- CONSEGNA
Riscrivi per intero tutte le righe comprese tra quella che contiene "Could you point out where the green" e quella che contiene "[17,16,144,103]", entrambe incluse e comprese quelle che non sono risposte. Sposta di -135 ogni coordinata dei riquadri nelle risposte e tralascia le immagini.

- MATERIALI DELL'ESERCIZIO
# # # #

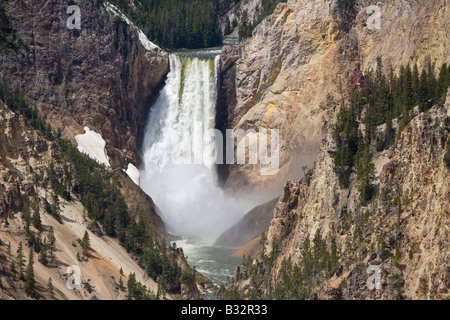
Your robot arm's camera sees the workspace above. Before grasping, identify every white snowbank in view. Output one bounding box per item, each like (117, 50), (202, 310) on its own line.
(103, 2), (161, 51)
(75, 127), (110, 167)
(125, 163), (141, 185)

# # # #

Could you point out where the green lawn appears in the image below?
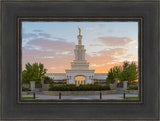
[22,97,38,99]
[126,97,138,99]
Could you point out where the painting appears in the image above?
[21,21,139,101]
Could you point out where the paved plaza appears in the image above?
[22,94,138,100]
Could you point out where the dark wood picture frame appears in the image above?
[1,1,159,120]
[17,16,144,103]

# # # #

- SOLUZIONE DELL'ESERCIZIO
Could you point out where the green lawn appears in the image below?
[-113,-38,-97,-36]
[-9,-38,3,-36]
Could you point out where the painting appears in the image above?
[-114,-114,4,-34]
Could you point out where the paved plaza appears in the image above?
[-113,-41,3,-35]
Could you point out where the dark wood picture frame appears in the image above?
[-134,-134,24,-15]
[-118,-119,9,-32]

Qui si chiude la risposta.